» **EXERCISE OBJECTIVE**:
Reproduce, without any changes, the lines of the data between the line holding "If you could mark the stone pedestal" and the line holding "(409, 1122)", inclusive.

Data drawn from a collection
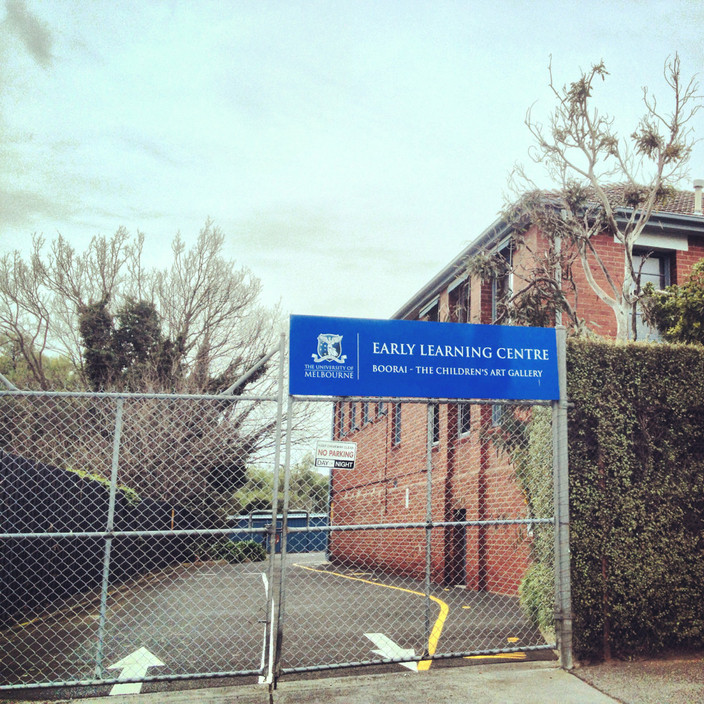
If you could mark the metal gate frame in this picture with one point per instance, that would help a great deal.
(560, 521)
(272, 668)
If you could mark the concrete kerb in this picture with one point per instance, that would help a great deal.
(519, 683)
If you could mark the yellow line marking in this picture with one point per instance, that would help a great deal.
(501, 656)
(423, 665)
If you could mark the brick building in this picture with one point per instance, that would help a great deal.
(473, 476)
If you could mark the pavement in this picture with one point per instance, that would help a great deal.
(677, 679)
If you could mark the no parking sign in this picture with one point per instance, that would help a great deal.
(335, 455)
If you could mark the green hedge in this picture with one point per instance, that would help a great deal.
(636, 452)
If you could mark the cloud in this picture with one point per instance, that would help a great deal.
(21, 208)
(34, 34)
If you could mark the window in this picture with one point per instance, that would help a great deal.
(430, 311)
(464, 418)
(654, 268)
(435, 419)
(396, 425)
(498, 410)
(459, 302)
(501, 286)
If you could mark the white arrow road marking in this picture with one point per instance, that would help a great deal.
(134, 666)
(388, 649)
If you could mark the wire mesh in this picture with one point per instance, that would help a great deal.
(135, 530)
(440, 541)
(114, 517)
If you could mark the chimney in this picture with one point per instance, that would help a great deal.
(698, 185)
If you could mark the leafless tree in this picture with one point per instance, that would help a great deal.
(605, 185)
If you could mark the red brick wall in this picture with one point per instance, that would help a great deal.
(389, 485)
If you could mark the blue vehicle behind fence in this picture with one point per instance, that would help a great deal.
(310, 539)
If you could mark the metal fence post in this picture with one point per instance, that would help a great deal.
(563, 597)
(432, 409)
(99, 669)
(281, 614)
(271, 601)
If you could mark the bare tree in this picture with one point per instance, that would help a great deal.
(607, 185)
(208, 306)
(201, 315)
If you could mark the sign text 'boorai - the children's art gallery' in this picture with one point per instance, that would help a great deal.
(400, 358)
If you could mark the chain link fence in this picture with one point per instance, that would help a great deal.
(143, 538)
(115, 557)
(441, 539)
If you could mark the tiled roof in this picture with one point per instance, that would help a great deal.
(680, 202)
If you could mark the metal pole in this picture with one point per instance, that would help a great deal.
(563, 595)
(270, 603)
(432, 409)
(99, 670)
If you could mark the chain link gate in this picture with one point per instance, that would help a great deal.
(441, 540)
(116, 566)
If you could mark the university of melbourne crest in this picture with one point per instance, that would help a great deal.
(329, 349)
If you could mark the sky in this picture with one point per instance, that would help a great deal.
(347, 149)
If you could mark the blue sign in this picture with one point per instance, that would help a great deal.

---

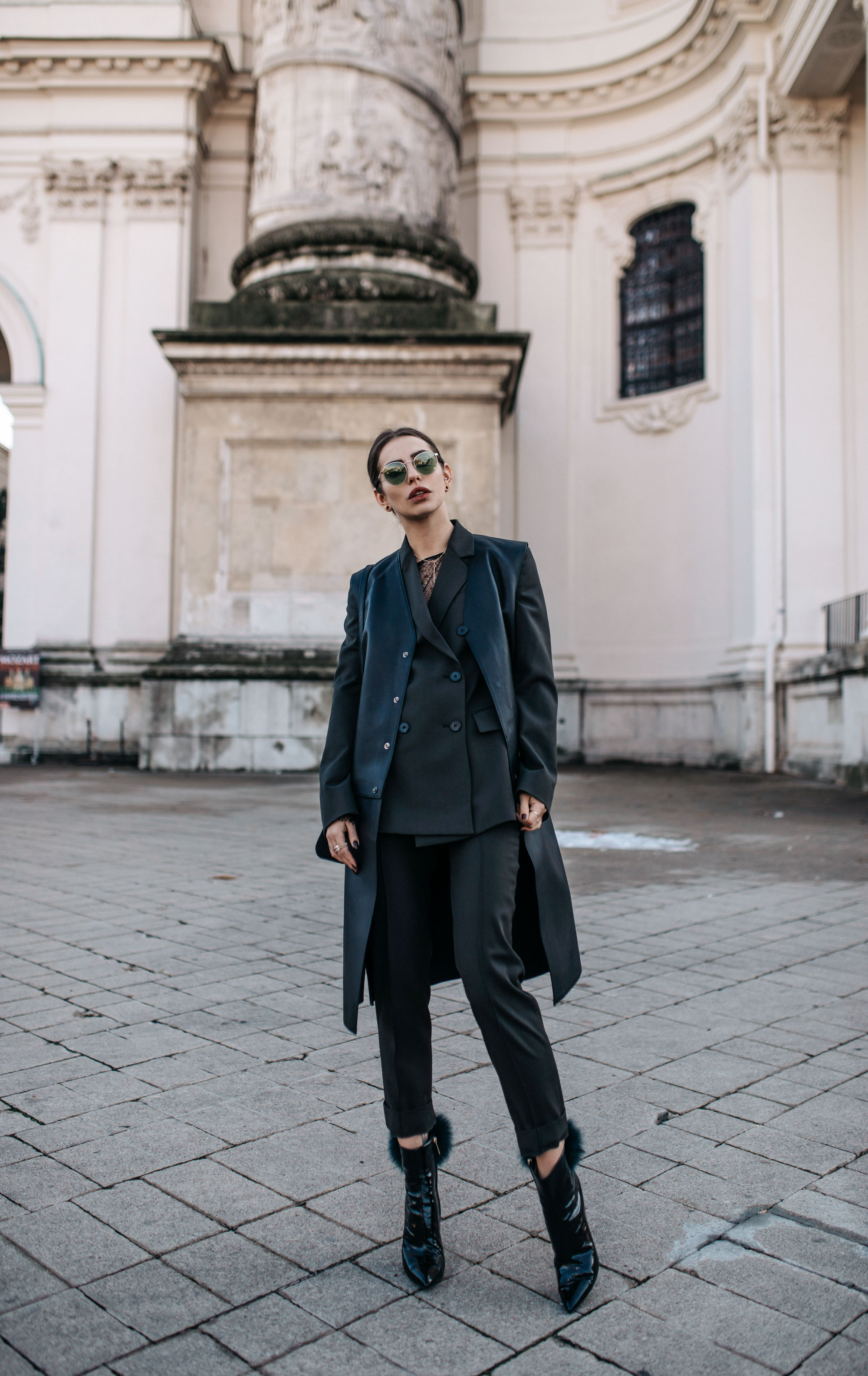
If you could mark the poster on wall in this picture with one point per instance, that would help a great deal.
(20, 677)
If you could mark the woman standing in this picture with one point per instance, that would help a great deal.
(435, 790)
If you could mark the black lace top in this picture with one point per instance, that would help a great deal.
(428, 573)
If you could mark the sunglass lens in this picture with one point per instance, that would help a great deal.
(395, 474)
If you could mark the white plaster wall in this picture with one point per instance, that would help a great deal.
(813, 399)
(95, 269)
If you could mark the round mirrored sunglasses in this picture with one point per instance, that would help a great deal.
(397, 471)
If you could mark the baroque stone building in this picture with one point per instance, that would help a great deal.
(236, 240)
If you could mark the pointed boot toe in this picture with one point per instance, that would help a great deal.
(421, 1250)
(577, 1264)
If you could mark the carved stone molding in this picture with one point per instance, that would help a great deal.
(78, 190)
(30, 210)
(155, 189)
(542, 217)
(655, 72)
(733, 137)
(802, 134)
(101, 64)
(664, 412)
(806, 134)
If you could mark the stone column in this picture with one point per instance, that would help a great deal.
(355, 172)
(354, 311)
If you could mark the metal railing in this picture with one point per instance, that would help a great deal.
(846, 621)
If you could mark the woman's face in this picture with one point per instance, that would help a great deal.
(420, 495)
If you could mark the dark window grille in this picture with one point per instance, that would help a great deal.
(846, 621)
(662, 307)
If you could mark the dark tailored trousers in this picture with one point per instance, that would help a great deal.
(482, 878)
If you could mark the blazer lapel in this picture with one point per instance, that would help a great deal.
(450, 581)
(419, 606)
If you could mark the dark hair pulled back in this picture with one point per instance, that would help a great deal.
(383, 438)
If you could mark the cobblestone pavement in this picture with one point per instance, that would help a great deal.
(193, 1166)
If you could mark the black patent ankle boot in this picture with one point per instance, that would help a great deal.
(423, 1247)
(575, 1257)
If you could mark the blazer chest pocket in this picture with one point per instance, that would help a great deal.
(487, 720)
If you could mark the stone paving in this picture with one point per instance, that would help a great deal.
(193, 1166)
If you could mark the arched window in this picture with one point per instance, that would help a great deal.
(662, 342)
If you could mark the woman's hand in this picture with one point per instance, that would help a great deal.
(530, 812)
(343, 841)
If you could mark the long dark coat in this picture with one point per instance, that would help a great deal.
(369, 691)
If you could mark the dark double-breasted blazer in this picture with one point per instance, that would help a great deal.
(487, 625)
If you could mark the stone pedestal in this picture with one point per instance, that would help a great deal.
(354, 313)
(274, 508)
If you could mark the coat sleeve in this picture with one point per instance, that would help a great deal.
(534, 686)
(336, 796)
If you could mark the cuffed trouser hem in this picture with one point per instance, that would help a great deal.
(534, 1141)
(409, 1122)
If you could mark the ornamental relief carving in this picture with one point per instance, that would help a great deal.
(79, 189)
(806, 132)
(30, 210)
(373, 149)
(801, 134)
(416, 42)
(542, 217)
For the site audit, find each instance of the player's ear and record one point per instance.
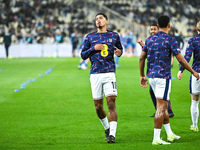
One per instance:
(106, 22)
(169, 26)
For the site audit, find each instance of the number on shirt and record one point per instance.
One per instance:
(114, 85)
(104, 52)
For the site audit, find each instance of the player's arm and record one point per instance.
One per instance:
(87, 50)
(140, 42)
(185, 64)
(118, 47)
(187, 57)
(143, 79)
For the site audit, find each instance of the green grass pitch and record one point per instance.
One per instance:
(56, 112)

» **EXERCISE RESULT**:
If you could mark the stone pedestal in this picture with one point per instance, that would help a great deal.
(354, 313)
(274, 508)
If you could mark the coat sleeve in this picture with one point per instance, that would help a great deal.
(534, 686)
(336, 796)
If you could mark the cuffed trouser hem in this picture with one point per instance, that would help a great deal.
(534, 1141)
(409, 1122)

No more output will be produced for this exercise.